As the supply of new Labubus dried up, second-hand dolls were listed online at extortionate prices. One 32-year-old collector, Ashley Bushey, described the online resale market as “battlefield”. Toys were resold for as much as £600 on Vinted and Ebay.
A backstreet Labubu market was emerging. Real Labubus can be distinguished by a QR code on the bottom of the box, but the mystery box element means that crafty cowboy sellers are able to put counterfeit dolls in original boxes without instigating alarm. In August, the Chartered Trading Standard Institute (CTSI) issued an “urgent warning” about the boom in poorly-made counterfeit Labubus. It warned that the fakes – known as “Lafufus” – contained dangerous chemicals that could “cause lifetime damage to a child’s organs”. The trading standards organisation said it had seized thousands of dolls from retailers across England and Scotland. And that it was investigating fakes in connection with organised crime groups. Meanwhile, in LA, masked robbers broke into a store in La Puente and stole thousands of dollars worth of the dolls.
A new line of dolls hit UK stores on 29 August. It’s unclear whether Labubu mania has reached its climax. All this for a doe-eyed rainbow elf? What’s driving us Labubu-crazy, and will the frenzy last?
Cuteness is thought to be an evolutionary trait – features like large heads and big eyes trigger a caregiving instinct, prompting us to nurture babies. But according to cultural theorist Sianne Ngai, the “cute” has evolved to become a “commodity aesthetic”, a quality recreated by manufacturers to induce a particular feeling in their consumers. “The formal properties associated with cuteness – smallness, compactness, softness, simplicity, and pliancy – call forth specific affects: helplessness, pitifulness, and even despondency,” she writes in The Cuteness of The Avant Garde. Cute things overwhelm us with their weakness (and our comparative power) – and we squish and squeeze them in response.
Earlier this year, Naomi Pike, commissioning editor at Elle, wrote an article about her relationship with her beloved teddy bear and the “kidult” industry at large. “I think it’s just a craving for playfulness,” she told me on the adult toy buzz, “and innocence, in a way that is very contradictory to what is going on around us.” Data published by market research company Circana last year revealed that “kidults” – adults whose interests align with those associated with children – now accounts for close to £1 of every £3 spent on toys. In some markets, more money is spent on toys for adults that for toddlers.
One of my coolest friends, who lives in Berlin and writes about music, now frequently has her stuffed dog Ziggy draped over her shoulder and takes her bear Connie to music festivals. “It calms my nervous system,” she told me. She’s not alone. One 2022 study found that nearly a third of British adults have a cuddly toy and 7 per cent sleep with it. Soft toys like Squishmallows and Jellycats have boomed in popularity among adults in recent years, with 65 per cent of Squishmallow purchases aged made by 18-24-year-old adults.
It is interesting that soft, squishy, pocket-sized toys have soared in popularity at a time when the world feels particularly overwhelming. With anxiety disorders rising among children and adults, and the average Brit spending nearly 7.5 hours looking at screens every day, Labubus give us something to touch in an increasingly scary, discombobulating, AI-generated world. Kessler, who now owns seven Labubus, describes the sensation as “like having a tiny feral hype-beast guarding your aura… And honestly, I just feel cute, OK?”

====

## Instruction A
From the Labubu article, copy the passage that runs from "One of my coolest" up to and including "by 18-24-year-old adults.".

====

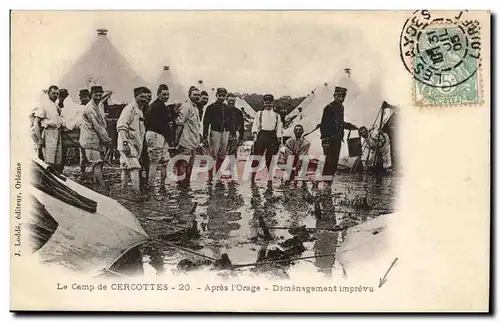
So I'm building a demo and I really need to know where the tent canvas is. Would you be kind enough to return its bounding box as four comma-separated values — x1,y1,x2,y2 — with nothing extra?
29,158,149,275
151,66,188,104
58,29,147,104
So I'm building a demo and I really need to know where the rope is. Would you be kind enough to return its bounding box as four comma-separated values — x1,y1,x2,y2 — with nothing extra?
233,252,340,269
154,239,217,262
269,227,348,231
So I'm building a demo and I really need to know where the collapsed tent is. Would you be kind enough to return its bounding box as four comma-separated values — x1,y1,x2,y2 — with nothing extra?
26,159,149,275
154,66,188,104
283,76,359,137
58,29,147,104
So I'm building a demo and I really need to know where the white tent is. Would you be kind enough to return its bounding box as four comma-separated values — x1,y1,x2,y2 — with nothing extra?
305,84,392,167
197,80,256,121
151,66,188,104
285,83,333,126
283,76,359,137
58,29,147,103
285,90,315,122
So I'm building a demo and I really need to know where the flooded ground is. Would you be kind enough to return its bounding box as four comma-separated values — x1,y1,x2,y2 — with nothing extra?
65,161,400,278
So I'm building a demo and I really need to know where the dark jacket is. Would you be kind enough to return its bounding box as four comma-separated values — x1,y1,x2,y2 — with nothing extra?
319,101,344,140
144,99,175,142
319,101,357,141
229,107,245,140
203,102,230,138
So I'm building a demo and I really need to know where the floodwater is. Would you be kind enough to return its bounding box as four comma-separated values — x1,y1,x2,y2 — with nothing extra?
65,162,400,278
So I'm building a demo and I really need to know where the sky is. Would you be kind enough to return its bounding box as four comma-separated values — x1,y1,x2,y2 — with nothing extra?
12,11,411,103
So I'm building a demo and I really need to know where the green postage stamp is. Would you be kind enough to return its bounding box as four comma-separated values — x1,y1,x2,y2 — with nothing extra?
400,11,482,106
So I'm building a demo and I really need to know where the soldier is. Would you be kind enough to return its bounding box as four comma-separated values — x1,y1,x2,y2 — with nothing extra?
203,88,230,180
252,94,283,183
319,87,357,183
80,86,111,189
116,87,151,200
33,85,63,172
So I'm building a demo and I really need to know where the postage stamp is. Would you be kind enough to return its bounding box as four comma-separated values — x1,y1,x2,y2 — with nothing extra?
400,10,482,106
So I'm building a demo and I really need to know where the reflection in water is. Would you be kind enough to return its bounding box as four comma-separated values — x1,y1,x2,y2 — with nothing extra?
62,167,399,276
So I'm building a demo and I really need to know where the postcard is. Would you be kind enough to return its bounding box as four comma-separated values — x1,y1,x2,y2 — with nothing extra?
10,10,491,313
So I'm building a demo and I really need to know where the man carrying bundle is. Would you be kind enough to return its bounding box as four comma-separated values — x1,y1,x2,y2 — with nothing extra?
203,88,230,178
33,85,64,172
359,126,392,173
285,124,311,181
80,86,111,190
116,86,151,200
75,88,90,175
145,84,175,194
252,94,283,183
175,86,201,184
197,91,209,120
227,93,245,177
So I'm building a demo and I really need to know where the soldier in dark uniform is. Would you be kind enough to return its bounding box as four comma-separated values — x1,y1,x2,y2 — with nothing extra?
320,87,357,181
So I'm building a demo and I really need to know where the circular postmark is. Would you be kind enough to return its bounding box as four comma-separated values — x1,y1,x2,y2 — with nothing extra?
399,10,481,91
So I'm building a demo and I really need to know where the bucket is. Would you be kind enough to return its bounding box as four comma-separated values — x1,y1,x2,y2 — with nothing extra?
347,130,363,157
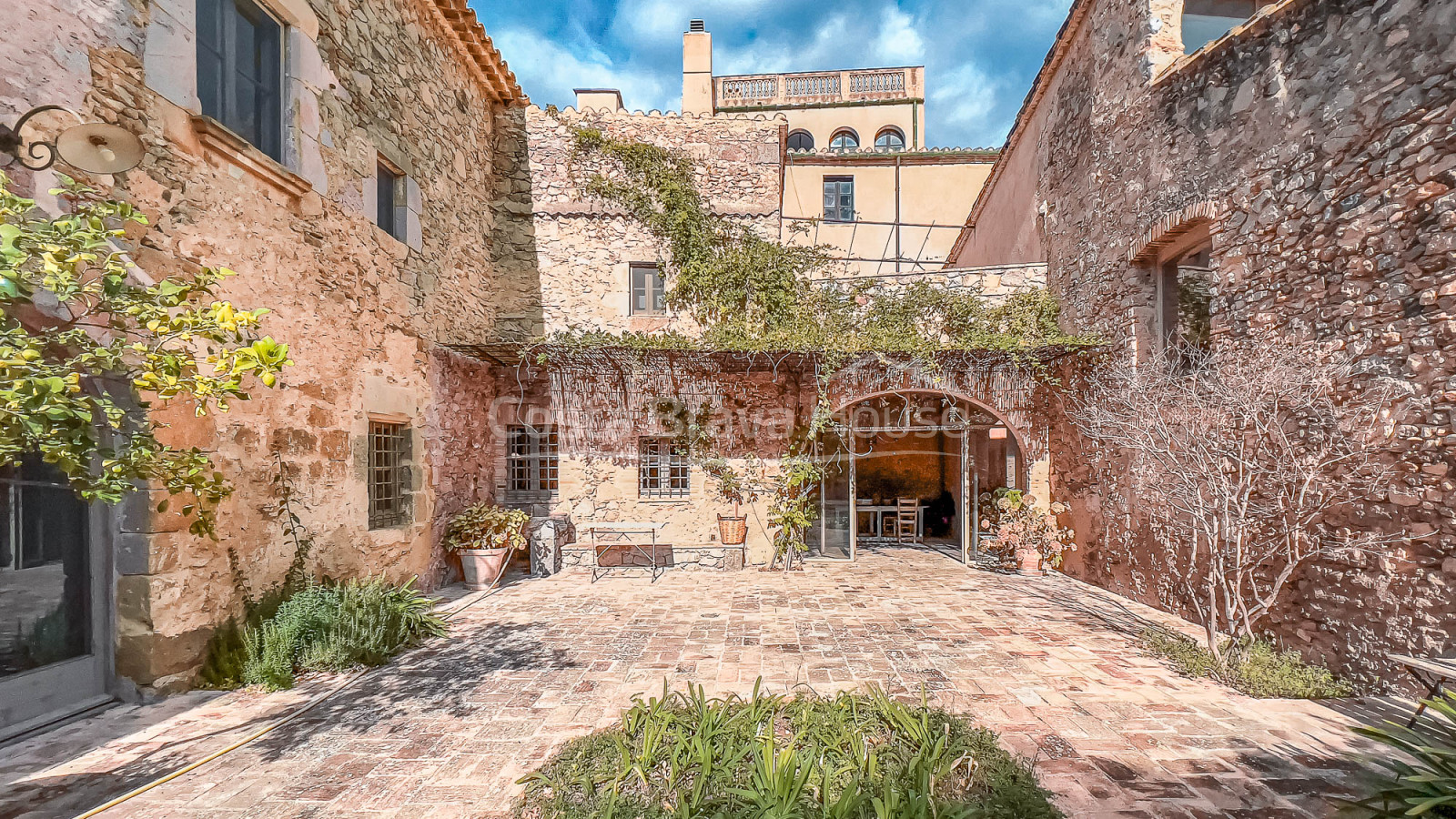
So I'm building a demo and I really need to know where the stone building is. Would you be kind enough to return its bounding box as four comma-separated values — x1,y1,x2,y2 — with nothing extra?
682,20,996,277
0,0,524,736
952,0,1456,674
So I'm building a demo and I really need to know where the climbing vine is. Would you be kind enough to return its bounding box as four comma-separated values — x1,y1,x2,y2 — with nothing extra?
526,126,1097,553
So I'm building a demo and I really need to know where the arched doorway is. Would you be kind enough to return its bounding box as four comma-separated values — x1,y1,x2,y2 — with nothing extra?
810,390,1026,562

====

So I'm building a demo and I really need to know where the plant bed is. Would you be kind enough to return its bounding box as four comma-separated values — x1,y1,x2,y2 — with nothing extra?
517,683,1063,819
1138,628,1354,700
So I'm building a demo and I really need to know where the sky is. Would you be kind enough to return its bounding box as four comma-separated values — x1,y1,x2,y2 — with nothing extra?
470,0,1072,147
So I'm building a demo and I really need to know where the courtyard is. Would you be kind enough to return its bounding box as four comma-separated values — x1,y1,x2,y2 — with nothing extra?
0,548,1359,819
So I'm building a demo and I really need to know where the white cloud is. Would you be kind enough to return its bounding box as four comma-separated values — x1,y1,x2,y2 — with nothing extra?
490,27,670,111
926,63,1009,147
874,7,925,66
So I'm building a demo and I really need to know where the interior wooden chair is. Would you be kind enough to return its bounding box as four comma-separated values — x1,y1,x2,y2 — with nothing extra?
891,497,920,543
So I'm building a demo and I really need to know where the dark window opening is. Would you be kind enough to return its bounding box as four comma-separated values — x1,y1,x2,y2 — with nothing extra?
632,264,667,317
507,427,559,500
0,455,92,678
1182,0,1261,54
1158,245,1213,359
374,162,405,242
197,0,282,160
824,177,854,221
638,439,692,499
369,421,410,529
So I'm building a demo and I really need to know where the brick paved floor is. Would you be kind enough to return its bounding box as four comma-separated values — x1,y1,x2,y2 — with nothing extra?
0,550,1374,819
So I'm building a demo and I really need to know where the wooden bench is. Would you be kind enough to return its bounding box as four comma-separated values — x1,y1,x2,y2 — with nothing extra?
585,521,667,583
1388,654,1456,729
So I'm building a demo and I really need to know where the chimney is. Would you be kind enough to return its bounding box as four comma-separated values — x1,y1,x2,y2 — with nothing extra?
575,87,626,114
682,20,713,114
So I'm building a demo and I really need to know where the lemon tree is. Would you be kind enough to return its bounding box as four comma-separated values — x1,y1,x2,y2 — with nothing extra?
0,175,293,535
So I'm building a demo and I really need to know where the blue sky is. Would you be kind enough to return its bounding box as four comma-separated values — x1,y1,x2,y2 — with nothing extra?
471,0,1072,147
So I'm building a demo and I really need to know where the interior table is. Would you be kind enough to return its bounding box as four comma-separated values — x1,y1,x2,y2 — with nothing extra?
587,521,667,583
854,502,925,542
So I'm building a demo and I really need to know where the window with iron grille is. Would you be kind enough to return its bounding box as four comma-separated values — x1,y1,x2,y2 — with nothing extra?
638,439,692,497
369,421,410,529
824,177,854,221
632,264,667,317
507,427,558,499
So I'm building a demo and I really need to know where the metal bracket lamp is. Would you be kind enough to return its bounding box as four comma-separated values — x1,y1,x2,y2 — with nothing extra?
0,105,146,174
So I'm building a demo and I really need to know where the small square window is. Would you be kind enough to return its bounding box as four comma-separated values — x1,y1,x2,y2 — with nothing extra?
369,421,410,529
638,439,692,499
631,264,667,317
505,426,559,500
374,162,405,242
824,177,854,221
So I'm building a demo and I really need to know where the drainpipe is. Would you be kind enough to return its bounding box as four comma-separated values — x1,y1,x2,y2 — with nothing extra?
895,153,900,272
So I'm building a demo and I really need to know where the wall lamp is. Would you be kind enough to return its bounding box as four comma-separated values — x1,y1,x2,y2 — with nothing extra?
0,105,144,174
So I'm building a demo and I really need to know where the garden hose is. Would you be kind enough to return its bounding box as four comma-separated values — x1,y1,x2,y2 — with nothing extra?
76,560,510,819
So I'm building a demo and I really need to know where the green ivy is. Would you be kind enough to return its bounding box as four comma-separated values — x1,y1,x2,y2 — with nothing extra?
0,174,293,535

====

## Instruction B
List every line of the records that contains the word "soldier".

## Exercise answer A
One of my coolest friends, who lives in Berlin and writes about music, now frequently has her stuffed dog Ziggy draped over her shoulder and takes her bear Connie to music festivals. “It calms my nervous system,” she told me. She’s not alone. One 2022 study found that nearly a third of British adults have a cuddly toy and 7 per cent sleep with it. Soft toys like Squishmallows and Jellycats have boomed in popularity among adults in recent years, with 65 per cent of Squishmallow purchases aged made by 18-24-year-old adults.

## Exercise answer B
So I'm building a demo and I really need to know where the soldier is. Would you be kind enough to return its bounding box as four comma-separated values — x1,y1,x2,y2 — with nothing extra?
So I'm building a demo and I really need to know where the soldier in dark uniform is. Would you be kind enough to return its bounding box as four comma-separated values — x1,y1,x2,y2 — with nothing extra?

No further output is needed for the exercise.